任务指令
返回下列记录中含有字符串“stall”的每一行，匹配时区分大小写。

所给材料

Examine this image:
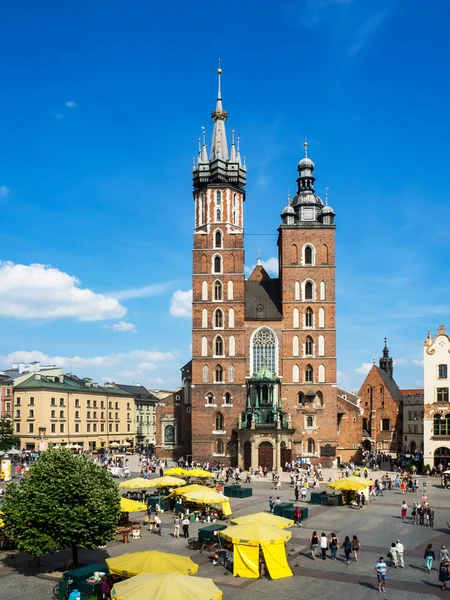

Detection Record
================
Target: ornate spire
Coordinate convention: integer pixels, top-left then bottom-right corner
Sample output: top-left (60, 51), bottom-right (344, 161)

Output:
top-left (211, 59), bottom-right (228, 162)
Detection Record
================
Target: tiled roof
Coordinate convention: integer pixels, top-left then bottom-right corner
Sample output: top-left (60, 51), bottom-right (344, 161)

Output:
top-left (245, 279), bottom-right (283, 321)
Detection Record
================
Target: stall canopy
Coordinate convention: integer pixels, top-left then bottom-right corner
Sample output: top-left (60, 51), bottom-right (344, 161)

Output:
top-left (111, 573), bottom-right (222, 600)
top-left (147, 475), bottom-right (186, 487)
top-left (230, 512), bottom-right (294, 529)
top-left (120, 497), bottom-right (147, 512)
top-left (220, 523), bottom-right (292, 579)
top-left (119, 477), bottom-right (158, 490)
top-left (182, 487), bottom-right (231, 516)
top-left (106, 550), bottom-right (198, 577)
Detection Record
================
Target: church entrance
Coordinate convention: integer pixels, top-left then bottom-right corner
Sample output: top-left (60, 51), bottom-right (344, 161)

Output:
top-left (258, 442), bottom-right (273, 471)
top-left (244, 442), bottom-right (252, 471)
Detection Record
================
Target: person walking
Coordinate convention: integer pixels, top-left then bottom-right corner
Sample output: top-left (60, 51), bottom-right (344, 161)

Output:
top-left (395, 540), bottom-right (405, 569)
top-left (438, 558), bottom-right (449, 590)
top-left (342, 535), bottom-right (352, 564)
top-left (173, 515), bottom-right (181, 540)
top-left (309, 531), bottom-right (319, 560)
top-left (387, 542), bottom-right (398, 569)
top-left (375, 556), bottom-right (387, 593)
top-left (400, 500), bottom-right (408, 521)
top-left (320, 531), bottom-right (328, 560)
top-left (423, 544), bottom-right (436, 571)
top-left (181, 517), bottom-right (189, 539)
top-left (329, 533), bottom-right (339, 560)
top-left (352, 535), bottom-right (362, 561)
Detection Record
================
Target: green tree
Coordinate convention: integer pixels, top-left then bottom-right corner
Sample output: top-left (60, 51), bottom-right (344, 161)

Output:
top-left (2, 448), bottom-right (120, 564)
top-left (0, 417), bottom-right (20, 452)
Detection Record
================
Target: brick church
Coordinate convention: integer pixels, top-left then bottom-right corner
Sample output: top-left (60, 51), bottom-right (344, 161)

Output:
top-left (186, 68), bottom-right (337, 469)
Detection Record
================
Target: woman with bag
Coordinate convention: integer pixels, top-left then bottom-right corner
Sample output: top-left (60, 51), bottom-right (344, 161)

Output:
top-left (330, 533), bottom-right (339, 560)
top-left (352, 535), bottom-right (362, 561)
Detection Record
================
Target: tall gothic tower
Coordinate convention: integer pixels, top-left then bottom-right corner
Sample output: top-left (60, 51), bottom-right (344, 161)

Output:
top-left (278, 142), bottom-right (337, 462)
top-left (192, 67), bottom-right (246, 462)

* * *

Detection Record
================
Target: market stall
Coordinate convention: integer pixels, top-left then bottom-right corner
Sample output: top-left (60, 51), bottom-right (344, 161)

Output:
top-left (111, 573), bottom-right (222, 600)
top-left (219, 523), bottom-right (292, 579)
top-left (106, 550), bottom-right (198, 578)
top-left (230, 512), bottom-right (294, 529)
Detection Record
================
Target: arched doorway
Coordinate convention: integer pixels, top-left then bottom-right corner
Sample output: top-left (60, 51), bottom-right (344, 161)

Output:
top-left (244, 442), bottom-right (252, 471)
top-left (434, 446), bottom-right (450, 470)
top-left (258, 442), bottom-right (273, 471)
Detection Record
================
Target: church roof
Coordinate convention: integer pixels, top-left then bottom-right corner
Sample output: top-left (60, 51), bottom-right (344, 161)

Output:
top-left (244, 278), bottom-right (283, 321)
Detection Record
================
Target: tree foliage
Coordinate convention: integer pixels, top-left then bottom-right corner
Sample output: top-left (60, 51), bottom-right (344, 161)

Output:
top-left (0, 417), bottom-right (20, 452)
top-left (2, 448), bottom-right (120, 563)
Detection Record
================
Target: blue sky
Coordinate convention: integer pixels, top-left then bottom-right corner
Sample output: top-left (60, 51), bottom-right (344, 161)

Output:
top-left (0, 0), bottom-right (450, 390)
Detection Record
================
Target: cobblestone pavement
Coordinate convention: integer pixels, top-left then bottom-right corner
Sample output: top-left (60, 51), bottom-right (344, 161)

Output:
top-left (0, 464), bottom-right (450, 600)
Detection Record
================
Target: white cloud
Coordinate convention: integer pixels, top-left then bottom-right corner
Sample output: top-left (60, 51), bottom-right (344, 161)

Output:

答案如下
Target: stall canopy
Target: market stall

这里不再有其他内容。